What is required: Can you rewrite the data from its start through the line containing "(830, 1125)", both ends included and every request kept, while shifting each coordinate in the answers by -138?

[Pointing dataset records]
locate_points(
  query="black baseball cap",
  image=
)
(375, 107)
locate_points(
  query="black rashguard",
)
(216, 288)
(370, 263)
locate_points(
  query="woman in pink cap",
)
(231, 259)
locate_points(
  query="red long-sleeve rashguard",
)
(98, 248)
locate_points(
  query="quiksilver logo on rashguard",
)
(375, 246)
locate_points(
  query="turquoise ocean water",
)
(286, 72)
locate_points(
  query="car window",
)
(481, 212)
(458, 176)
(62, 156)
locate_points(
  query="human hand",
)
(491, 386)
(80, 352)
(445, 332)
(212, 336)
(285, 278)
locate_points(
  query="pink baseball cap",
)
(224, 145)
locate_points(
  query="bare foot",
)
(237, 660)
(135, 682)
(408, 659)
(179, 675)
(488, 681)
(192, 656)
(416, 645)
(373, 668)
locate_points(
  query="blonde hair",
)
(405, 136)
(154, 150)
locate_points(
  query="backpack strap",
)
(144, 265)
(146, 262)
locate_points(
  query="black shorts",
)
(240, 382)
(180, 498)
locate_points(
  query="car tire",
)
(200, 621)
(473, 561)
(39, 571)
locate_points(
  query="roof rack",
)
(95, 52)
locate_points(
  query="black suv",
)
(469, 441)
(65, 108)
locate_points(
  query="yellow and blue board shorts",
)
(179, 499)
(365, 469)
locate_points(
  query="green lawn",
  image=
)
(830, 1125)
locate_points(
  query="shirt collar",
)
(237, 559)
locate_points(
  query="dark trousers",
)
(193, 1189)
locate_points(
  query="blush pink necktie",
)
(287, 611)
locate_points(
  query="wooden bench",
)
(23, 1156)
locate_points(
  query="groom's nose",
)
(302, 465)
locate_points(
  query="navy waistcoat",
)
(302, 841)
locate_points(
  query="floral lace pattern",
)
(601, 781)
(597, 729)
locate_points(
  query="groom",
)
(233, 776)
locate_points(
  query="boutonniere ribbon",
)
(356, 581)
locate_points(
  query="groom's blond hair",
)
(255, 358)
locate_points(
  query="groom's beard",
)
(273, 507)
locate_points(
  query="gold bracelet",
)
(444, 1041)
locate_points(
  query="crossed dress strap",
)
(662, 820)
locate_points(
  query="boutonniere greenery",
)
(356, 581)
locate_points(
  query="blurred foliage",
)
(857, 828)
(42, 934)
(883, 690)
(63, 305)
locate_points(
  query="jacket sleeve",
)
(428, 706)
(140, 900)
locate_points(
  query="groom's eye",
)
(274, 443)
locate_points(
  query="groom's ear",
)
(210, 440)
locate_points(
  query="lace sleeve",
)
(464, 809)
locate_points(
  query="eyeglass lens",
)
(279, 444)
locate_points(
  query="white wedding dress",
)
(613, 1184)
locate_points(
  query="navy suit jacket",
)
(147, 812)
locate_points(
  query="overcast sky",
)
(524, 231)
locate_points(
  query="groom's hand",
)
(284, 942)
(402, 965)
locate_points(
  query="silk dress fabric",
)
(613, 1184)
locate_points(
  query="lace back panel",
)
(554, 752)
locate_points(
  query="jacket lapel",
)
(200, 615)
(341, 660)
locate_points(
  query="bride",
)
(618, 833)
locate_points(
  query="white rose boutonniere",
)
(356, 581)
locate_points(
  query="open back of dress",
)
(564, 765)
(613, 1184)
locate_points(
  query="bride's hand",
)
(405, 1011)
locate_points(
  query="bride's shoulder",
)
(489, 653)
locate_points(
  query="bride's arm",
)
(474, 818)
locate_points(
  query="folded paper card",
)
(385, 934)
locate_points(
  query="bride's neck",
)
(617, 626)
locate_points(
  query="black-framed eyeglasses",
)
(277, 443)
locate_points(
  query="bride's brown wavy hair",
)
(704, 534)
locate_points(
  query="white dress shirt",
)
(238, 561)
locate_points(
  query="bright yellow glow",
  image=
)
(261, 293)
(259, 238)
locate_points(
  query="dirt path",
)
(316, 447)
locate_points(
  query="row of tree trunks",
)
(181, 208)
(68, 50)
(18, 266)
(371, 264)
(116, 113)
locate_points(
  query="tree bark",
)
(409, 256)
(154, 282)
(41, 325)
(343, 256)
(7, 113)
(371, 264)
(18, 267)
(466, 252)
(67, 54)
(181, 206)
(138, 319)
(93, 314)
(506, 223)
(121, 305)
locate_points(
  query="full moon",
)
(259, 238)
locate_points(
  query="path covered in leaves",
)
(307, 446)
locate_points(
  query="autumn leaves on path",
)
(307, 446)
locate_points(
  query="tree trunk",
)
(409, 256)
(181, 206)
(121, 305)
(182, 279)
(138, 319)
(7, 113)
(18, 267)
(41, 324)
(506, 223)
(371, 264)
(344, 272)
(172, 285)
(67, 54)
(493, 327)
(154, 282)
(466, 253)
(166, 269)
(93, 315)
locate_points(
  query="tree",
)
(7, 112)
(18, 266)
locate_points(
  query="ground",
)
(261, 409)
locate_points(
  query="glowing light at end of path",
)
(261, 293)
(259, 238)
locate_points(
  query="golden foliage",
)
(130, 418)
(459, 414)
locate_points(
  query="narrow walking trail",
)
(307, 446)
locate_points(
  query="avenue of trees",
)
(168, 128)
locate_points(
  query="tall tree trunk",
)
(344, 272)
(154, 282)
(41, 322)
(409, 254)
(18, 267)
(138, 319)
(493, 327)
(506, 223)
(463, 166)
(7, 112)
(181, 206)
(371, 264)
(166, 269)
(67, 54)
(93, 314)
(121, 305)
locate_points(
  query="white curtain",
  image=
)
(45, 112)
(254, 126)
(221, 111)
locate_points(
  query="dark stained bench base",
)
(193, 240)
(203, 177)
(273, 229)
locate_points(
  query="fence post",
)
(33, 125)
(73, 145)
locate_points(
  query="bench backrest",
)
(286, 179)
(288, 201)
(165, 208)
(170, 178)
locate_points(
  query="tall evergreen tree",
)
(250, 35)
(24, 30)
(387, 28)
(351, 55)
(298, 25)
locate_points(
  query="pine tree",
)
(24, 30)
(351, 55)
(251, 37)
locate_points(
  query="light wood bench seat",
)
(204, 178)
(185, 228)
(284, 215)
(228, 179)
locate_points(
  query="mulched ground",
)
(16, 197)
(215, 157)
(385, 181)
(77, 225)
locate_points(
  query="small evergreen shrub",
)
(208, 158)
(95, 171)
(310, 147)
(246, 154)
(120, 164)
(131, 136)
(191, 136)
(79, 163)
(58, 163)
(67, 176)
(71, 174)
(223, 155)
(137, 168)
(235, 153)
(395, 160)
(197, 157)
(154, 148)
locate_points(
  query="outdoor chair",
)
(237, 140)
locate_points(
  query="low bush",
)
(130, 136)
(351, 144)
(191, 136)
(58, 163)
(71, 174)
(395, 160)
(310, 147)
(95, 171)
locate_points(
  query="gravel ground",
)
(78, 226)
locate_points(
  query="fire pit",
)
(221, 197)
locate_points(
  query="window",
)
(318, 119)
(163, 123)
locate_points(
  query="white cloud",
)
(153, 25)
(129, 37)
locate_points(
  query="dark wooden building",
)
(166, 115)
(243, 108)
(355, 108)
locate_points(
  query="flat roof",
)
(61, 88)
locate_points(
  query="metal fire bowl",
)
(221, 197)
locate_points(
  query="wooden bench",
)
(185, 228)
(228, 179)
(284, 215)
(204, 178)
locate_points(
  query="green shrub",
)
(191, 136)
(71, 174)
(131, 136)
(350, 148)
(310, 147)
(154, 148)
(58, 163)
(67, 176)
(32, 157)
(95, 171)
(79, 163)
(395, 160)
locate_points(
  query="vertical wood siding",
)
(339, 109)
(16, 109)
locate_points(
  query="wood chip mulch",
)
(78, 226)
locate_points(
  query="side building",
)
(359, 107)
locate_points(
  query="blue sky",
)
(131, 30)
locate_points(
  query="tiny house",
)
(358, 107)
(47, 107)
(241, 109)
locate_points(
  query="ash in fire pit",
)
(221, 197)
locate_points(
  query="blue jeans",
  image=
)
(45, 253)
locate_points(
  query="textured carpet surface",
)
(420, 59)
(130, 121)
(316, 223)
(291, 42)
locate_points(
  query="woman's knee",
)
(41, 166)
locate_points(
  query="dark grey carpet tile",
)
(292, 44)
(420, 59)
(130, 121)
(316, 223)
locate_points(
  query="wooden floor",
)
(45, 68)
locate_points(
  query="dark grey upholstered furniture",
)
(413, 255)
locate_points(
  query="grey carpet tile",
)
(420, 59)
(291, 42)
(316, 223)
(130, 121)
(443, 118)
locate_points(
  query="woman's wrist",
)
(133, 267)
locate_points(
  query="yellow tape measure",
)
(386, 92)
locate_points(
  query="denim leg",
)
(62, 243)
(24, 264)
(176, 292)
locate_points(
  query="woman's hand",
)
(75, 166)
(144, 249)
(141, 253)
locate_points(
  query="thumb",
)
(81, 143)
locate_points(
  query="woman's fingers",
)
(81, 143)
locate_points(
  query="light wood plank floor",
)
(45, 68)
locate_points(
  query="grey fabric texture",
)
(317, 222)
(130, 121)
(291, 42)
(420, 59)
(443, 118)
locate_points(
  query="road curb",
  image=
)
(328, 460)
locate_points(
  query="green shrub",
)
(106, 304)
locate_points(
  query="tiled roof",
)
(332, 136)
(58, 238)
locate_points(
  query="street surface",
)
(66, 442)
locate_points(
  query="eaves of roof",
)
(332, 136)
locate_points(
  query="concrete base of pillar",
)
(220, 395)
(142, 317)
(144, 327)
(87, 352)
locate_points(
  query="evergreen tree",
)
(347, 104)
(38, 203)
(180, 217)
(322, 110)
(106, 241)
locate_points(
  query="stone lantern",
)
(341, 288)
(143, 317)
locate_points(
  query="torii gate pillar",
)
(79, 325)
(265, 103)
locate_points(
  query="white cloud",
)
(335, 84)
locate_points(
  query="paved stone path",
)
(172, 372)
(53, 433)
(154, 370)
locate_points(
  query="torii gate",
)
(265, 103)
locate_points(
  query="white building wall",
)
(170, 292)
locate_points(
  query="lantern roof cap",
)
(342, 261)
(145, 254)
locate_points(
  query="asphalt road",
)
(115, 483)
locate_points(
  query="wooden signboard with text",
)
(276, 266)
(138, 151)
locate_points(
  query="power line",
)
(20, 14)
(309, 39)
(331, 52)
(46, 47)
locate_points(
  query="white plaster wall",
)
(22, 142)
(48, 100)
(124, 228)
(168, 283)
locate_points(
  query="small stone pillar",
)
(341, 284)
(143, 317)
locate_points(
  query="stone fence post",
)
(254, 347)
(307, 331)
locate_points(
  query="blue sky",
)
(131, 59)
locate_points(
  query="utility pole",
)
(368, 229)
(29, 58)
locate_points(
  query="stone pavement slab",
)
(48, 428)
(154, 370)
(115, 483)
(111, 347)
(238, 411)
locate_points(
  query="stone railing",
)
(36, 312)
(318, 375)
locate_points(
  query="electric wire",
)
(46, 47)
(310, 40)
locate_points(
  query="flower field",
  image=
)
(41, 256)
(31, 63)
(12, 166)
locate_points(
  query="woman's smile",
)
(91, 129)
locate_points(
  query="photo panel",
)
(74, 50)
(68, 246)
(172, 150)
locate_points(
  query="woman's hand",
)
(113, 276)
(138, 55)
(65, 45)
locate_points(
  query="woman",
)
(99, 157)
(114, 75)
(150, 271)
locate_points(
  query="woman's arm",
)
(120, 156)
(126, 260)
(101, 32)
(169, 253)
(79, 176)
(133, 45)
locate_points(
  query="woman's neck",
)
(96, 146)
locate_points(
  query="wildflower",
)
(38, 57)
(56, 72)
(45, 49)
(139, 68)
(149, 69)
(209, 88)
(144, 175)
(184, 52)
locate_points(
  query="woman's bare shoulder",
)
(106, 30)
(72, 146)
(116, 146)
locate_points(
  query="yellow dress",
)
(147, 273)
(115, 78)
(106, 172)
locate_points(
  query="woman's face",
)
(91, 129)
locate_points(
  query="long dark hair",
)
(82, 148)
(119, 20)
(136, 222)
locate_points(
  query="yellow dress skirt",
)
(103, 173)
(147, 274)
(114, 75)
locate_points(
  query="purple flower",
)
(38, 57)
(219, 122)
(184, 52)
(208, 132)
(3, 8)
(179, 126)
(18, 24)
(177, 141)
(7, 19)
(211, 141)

Response to the task:
locate_points(
  query="black baseball cap",
  image=
)
(237, -31)
locate_points(
  query="black rashguard",
)
(78, 150)
(232, 125)
locate_points(
  query="woman in pink cap",
)
(93, 121)
locate_points(
  query="red long-sleeve rashguard",
)
(-40, 110)
locate_points(
  query="quiksilver logo on rashguard",
)
(237, 108)
locate_points(
  query="turquoise ocean water",
)
(148, -66)
locate_points(
  query="car window",
)
(343, 74)
(320, 38)
(-76, 18)
locate_points(
  query="human hand",
)
(353, 248)
(-58, 214)
(307, 194)
(74, 198)
(147, 140)
locate_points(
  query="pink baseball cap",
)
(86, 7)
locate_points(
  query="bare foot",
)
(99, 522)
(-3, 544)
(270, 521)
(41, 537)
(350, 543)
(54, 518)
(278, 507)
(235, 530)
locate_points(
  query="blonde hair",
)
(267, -2)
(16, 12)
locate_points(
  query="backpack strap",
)
(6, 127)
(8, 124)
locate_points(
  query="black shorts",
)
(102, 244)
(42, 360)
locate_points(
  query="car tire",
)
(62, 483)
(335, 423)
(-99, 433)
locate_points(
  query="roof rack",
)
(-43, -86)
locate_points(
  query="black suv",
)
(331, 303)
(-73, -30)
locate_points(
  query="yellow and blue board shorts",
)
(41, 361)
(227, 331)
locate_points(
  query="green lawn",
  image=
)
(692, 987)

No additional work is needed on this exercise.